start Records for processing

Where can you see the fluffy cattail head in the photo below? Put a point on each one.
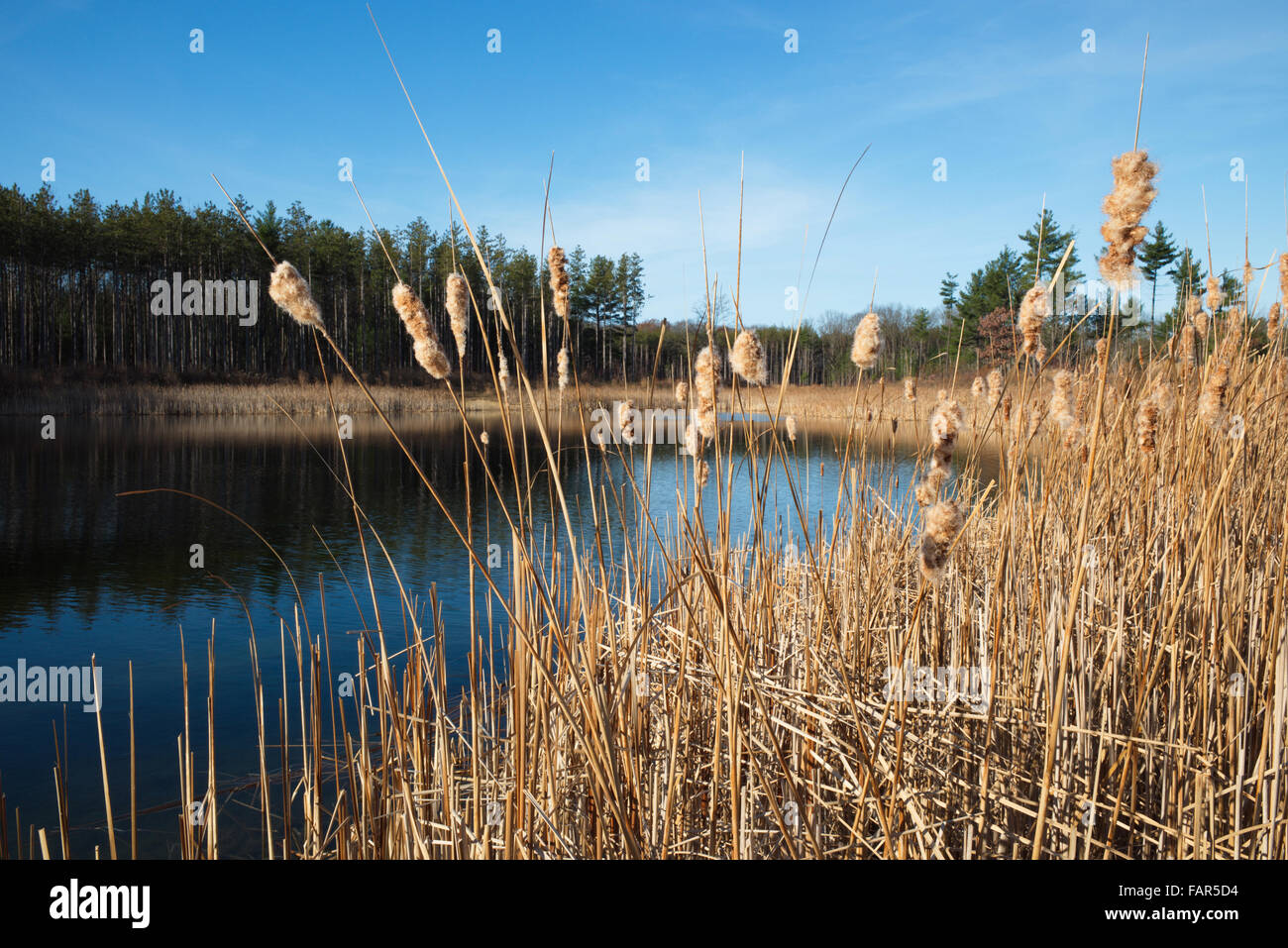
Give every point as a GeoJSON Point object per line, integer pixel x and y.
{"type": "Point", "coordinates": [415, 317]}
{"type": "Point", "coordinates": [458, 308]}
{"type": "Point", "coordinates": [995, 386]}
{"type": "Point", "coordinates": [559, 282]}
{"type": "Point", "coordinates": [943, 523]}
{"type": "Point", "coordinates": [867, 342]}
{"type": "Point", "coordinates": [502, 371]}
{"type": "Point", "coordinates": [706, 375]}
{"type": "Point", "coordinates": [1146, 427]}
{"type": "Point", "coordinates": [562, 364]}
{"type": "Point", "coordinates": [626, 420]}
{"type": "Point", "coordinates": [1201, 322]}
{"type": "Point", "coordinates": [1063, 410]}
{"type": "Point", "coordinates": [927, 491]}
{"type": "Point", "coordinates": [1185, 348]}
{"type": "Point", "coordinates": [747, 359]}
{"type": "Point", "coordinates": [945, 423]}
{"type": "Point", "coordinates": [286, 287]}
{"type": "Point", "coordinates": [1214, 296]}
{"type": "Point", "coordinates": [700, 472]}
{"type": "Point", "coordinates": [1124, 207]}
{"type": "Point", "coordinates": [1033, 309]}
{"type": "Point", "coordinates": [692, 440]}
{"type": "Point", "coordinates": [1212, 401]}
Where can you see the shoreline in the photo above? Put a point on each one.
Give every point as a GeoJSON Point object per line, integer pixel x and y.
{"type": "Point", "coordinates": [243, 398]}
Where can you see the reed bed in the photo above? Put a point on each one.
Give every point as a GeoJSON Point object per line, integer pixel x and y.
{"type": "Point", "coordinates": [642, 687]}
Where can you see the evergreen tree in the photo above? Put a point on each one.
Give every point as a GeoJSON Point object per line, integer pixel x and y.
{"type": "Point", "coordinates": [1157, 253]}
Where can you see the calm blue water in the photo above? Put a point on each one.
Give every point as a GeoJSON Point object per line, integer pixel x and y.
{"type": "Point", "coordinates": [86, 574]}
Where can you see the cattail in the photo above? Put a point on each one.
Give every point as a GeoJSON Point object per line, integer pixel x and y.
{"type": "Point", "coordinates": [415, 317]}
{"type": "Point", "coordinates": [1146, 427]}
{"type": "Point", "coordinates": [927, 491]}
{"type": "Point", "coordinates": [995, 386]}
{"type": "Point", "coordinates": [1063, 402]}
{"type": "Point", "coordinates": [1233, 330]}
{"type": "Point", "coordinates": [1033, 309]}
{"type": "Point", "coordinates": [287, 288]}
{"type": "Point", "coordinates": [867, 342]}
{"type": "Point", "coordinates": [1124, 209]}
{"type": "Point", "coordinates": [747, 359]}
{"type": "Point", "coordinates": [706, 419]}
{"type": "Point", "coordinates": [1214, 295]}
{"type": "Point", "coordinates": [502, 371]}
{"type": "Point", "coordinates": [706, 373]}
{"type": "Point", "coordinates": [944, 425]}
{"type": "Point", "coordinates": [943, 523]}
{"type": "Point", "coordinates": [458, 305]}
{"type": "Point", "coordinates": [692, 440]}
{"type": "Point", "coordinates": [562, 364]}
{"type": "Point", "coordinates": [626, 420]}
{"type": "Point", "coordinates": [559, 282]}
{"type": "Point", "coordinates": [700, 472]}
{"type": "Point", "coordinates": [1212, 401]}
{"type": "Point", "coordinates": [1185, 350]}
{"type": "Point", "coordinates": [1201, 322]}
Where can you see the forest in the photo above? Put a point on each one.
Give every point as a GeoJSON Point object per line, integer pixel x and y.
{"type": "Point", "coordinates": [78, 290]}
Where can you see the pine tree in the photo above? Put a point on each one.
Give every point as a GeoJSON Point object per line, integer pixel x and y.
{"type": "Point", "coordinates": [1157, 253]}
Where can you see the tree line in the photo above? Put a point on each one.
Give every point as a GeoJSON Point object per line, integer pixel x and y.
{"type": "Point", "coordinates": [80, 288]}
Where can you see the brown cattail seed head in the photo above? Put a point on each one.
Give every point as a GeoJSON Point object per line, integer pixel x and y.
{"type": "Point", "coordinates": [415, 317]}
{"type": "Point", "coordinates": [943, 523]}
{"type": "Point", "coordinates": [706, 375]}
{"type": "Point", "coordinates": [1214, 295]}
{"type": "Point", "coordinates": [995, 386]}
{"type": "Point", "coordinates": [287, 288]}
{"type": "Point", "coordinates": [1033, 309]}
{"type": "Point", "coordinates": [562, 364]}
{"type": "Point", "coordinates": [692, 440]}
{"type": "Point", "coordinates": [458, 308]}
{"type": "Point", "coordinates": [700, 472]}
{"type": "Point", "coordinates": [1063, 402]}
{"type": "Point", "coordinates": [867, 342]}
{"type": "Point", "coordinates": [559, 282]}
{"type": "Point", "coordinates": [747, 359]}
{"type": "Point", "coordinates": [1124, 209]}
{"type": "Point", "coordinates": [944, 425]}
{"type": "Point", "coordinates": [502, 371]}
{"type": "Point", "coordinates": [1212, 401]}
{"type": "Point", "coordinates": [626, 420]}
{"type": "Point", "coordinates": [1146, 427]}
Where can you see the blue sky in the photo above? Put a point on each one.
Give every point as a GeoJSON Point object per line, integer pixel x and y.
{"type": "Point", "coordinates": [1008, 98]}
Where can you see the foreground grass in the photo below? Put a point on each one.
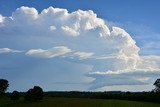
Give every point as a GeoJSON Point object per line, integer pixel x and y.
{"type": "Point", "coordinates": [77, 102]}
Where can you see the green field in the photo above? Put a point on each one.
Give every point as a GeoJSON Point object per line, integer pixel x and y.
{"type": "Point", "coordinates": [75, 102]}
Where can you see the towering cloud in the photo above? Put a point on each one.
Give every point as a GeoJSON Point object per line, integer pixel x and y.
{"type": "Point", "coordinates": [108, 56]}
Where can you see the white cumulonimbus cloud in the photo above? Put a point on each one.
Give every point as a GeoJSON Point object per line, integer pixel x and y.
{"type": "Point", "coordinates": [112, 53]}
{"type": "Point", "coordinates": [50, 53]}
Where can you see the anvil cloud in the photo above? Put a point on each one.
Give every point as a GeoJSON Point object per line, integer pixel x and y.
{"type": "Point", "coordinates": [79, 42]}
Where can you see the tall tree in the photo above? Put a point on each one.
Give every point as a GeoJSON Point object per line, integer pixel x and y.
{"type": "Point", "coordinates": [3, 86]}
{"type": "Point", "coordinates": [157, 85]}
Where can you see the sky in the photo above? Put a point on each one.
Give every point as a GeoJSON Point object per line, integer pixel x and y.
{"type": "Point", "coordinates": [60, 45]}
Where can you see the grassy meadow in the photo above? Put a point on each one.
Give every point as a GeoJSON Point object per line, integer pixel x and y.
{"type": "Point", "coordinates": [75, 102]}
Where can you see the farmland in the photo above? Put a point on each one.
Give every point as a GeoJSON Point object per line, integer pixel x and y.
{"type": "Point", "coordinates": [75, 102]}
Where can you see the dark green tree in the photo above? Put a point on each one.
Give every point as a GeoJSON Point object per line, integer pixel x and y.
{"type": "Point", "coordinates": [34, 94]}
{"type": "Point", "coordinates": [15, 95]}
{"type": "Point", "coordinates": [157, 85]}
{"type": "Point", "coordinates": [3, 86]}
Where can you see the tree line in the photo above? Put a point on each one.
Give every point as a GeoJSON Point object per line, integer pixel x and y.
{"type": "Point", "coordinates": [36, 93]}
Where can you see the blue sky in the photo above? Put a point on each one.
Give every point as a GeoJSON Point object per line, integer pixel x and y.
{"type": "Point", "coordinates": [139, 17]}
{"type": "Point", "coordinates": [61, 62]}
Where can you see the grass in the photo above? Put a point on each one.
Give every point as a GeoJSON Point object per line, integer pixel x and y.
{"type": "Point", "coordinates": [76, 102]}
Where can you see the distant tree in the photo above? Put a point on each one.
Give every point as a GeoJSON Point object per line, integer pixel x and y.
{"type": "Point", "coordinates": [157, 85]}
{"type": "Point", "coordinates": [3, 86]}
{"type": "Point", "coordinates": [34, 94]}
{"type": "Point", "coordinates": [15, 95]}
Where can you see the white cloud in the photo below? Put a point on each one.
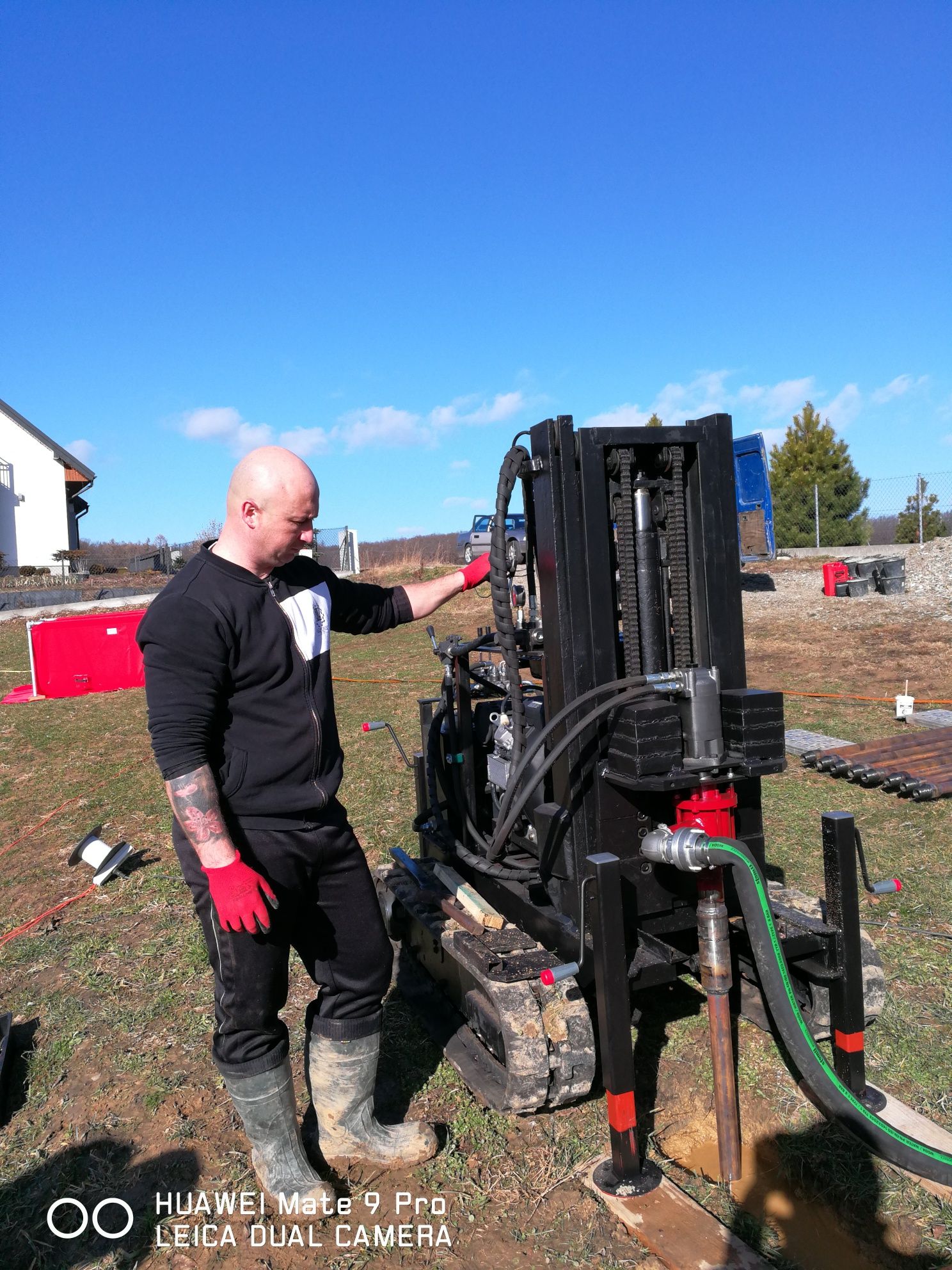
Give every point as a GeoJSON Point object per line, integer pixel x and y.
{"type": "Point", "coordinates": [676, 403]}
{"type": "Point", "coordinates": [705, 394]}
{"type": "Point", "coordinates": [381, 426]}
{"type": "Point", "coordinates": [81, 450]}
{"type": "Point", "coordinates": [623, 417]}
{"type": "Point", "coordinates": [779, 400]}
{"type": "Point", "coordinates": [896, 388]}
{"type": "Point", "coordinates": [306, 441]}
{"type": "Point", "coordinates": [357, 430]}
{"type": "Point", "coordinates": [466, 409]}
{"type": "Point", "coordinates": [475, 504]}
{"type": "Point", "coordinates": [845, 406]}
{"type": "Point", "coordinates": [225, 424]}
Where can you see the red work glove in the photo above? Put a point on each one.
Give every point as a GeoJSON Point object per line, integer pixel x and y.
{"type": "Point", "coordinates": [475, 572]}
{"type": "Point", "coordinates": [237, 892]}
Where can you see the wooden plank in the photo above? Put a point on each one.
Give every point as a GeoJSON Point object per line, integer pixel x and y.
{"type": "Point", "coordinates": [797, 741]}
{"type": "Point", "coordinates": [909, 1121]}
{"type": "Point", "coordinates": [678, 1231]}
{"type": "Point", "coordinates": [470, 899]}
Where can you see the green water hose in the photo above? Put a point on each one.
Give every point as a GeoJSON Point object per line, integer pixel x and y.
{"type": "Point", "coordinates": [832, 1095]}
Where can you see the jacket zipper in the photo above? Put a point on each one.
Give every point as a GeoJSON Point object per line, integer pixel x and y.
{"type": "Point", "coordinates": [309, 699]}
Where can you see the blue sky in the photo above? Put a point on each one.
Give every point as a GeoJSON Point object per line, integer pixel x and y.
{"type": "Point", "coordinates": [390, 236]}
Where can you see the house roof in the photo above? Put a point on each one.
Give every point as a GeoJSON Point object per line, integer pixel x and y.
{"type": "Point", "coordinates": [65, 458]}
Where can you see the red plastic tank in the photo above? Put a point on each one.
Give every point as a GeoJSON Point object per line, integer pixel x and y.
{"type": "Point", "coordinates": [833, 573]}
{"type": "Point", "coordinates": [83, 653]}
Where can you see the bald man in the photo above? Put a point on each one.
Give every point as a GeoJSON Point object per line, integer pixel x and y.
{"type": "Point", "coordinates": [237, 652]}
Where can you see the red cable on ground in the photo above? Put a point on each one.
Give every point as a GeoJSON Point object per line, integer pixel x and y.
{"type": "Point", "coordinates": [63, 805]}
{"type": "Point", "coordinates": [850, 696]}
{"type": "Point", "coordinates": [19, 930]}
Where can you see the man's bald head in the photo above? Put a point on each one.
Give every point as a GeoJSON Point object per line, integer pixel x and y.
{"type": "Point", "coordinates": [267, 473]}
{"type": "Point", "coordinates": [271, 508]}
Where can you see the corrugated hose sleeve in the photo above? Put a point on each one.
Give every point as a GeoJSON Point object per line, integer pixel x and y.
{"type": "Point", "coordinates": [832, 1095]}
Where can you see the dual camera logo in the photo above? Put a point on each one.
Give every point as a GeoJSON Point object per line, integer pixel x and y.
{"type": "Point", "coordinates": [85, 1218]}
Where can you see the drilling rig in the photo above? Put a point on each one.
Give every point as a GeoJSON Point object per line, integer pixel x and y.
{"type": "Point", "coordinates": [592, 769]}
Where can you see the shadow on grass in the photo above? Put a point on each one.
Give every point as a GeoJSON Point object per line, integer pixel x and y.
{"type": "Point", "coordinates": [819, 1191]}
{"type": "Point", "coordinates": [757, 582]}
{"type": "Point", "coordinates": [13, 1093]}
{"type": "Point", "coordinates": [88, 1173]}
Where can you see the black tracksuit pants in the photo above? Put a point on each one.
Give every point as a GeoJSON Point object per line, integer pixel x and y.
{"type": "Point", "coordinates": [328, 912]}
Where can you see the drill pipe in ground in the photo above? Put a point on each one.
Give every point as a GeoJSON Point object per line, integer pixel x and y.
{"type": "Point", "coordinates": [896, 774]}
{"type": "Point", "coordinates": [884, 768]}
{"type": "Point", "coordinates": [715, 958]}
{"type": "Point", "coordinates": [918, 780]}
{"type": "Point", "coordinates": [823, 759]}
{"type": "Point", "coordinates": [855, 768]}
{"type": "Point", "coordinates": [930, 791]}
{"type": "Point", "coordinates": [895, 750]}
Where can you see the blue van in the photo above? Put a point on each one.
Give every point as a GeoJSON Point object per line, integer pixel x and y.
{"type": "Point", "coordinates": [754, 506]}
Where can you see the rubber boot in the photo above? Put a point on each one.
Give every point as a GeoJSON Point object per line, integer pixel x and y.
{"type": "Point", "coordinates": [342, 1076]}
{"type": "Point", "coordinates": [268, 1111]}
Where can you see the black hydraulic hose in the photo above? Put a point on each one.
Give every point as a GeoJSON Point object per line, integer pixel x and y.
{"type": "Point", "coordinates": [434, 761]}
{"type": "Point", "coordinates": [499, 586]}
{"type": "Point", "coordinates": [505, 826]}
{"type": "Point", "coordinates": [833, 1097]}
{"type": "Point", "coordinates": [544, 734]}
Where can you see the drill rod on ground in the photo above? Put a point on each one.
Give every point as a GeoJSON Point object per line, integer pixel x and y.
{"type": "Point", "coordinates": [714, 948]}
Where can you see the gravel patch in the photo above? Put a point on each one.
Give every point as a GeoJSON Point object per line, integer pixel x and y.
{"type": "Point", "coordinates": [798, 592]}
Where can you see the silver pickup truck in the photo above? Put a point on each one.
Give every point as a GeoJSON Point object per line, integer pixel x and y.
{"type": "Point", "coordinates": [475, 540]}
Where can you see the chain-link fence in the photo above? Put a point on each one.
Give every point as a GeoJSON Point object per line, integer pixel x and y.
{"type": "Point", "coordinates": [845, 513]}
{"type": "Point", "coordinates": [335, 548]}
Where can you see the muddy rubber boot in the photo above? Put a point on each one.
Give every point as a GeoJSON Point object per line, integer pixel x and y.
{"type": "Point", "coordinates": [268, 1111]}
{"type": "Point", "coordinates": [342, 1077]}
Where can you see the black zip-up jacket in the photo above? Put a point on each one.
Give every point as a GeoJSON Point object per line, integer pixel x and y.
{"type": "Point", "coordinates": [238, 676]}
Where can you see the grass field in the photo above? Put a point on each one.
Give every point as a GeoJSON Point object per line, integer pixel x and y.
{"type": "Point", "coordinates": [112, 1086]}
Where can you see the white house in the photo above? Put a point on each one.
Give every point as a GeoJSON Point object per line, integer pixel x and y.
{"type": "Point", "coordinates": [40, 493]}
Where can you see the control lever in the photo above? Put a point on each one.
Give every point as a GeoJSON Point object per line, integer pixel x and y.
{"type": "Point", "coordinates": [376, 725]}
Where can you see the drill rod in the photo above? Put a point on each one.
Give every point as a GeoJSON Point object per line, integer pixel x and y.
{"type": "Point", "coordinates": [714, 947]}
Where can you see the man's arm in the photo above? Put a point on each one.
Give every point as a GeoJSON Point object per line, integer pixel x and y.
{"type": "Point", "coordinates": [425, 597]}
{"type": "Point", "coordinates": [194, 804]}
{"type": "Point", "coordinates": [186, 659]}
{"type": "Point", "coordinates": [238, 892]}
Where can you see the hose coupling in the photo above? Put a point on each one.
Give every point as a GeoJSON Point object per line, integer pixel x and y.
{"type": "Point", "coordinates": [686, 848]}
{"type": "Point", "coordinates": [667, 681]}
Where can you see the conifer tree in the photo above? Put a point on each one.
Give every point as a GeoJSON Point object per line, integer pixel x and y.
{"type": "Point", "coordinates": [811, 456]}
{"type": "Point", "coordinates": [933, 524]}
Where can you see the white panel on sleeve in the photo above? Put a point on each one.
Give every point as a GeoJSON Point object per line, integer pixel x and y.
{"type": "Point", "coordinates": [309, 613]}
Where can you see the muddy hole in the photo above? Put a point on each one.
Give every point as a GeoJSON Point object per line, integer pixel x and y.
{"type": "Point", "coordinates": [810, 1231]}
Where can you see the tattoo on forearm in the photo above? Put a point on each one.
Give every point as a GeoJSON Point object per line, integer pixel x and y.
{"type": "Point", "coordinates": [194, 800]}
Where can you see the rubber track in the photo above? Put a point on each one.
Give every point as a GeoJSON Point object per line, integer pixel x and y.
{"type": "Point", "coordinates": [678, 563]}
{"type": "Point", "coordinates": [548, 1032]}
{"type": "Point", "coordinates": [628, 569]}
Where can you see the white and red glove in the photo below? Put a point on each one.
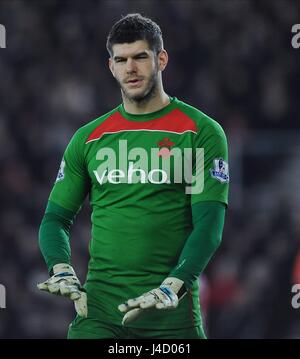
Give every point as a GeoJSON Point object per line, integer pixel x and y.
{"type": "Point", "coordinates": [166, 296]}
{"type": "Point", "coordinates": [65, 282]}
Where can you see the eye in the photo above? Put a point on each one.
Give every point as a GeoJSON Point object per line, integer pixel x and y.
{"type": "Point", "coordinates": [144, 56]}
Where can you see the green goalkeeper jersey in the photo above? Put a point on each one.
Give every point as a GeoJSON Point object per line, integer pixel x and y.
{"type": "Point", "coordinates": [142, 174]}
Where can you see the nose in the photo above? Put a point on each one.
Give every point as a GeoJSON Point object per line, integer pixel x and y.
{"type": "Point", "coordinates": [130, 65]}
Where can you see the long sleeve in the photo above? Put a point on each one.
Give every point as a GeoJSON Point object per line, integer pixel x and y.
{"type": "Point", "coordinates": [54, 235]}
{"type": "Point", "coordinates": [208, 221]}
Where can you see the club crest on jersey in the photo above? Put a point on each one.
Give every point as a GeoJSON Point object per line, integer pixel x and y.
{"type": "Point", "coordinates": [61, 171]}
{"type": "Point", "coordinates": [220, 170]}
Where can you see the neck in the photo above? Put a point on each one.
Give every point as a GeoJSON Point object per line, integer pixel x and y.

end Records for processing

*Problem:*
Your task is to return, exactly and on their own, the lines from the one containing "Where can you see the long" through the last line of the listing.

*Expected answer:*
Where can you see the long sleeve in the photo above? Put a point on each one.
Give every point as a GeoJSON Point object per line, integer pixel x and y.
{"type": "Point", "coordinates": [54, 235]}
{"type": "Point", "coordinates": [208, 221]}
Where can you see the club crest on jersey in the photo above? Put a point on each one.
Give every point as a GeoJSON Point object per line, integer pixel x and y.
{"type": "Point", "coordinates": [61, 171]}
{"type": "Point", "coordinates": [220, 170]}
Where can you see the neck in the photo above? Put a point on each one.
Give every point as a GeoJSON Point object per line, integer pixel x and y.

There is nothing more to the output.